Collected data:
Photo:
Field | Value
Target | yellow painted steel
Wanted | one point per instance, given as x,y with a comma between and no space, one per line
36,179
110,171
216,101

Problem statement:
Each line from the one containing "Target | yellow painted steel" to the end of the records should be echoed exactly, and no other line.

Result:
Target | yellow painted steel
Wanted | one point per instance, given as x,y with a comma between and no space, one per line
36,179
110,171
216,101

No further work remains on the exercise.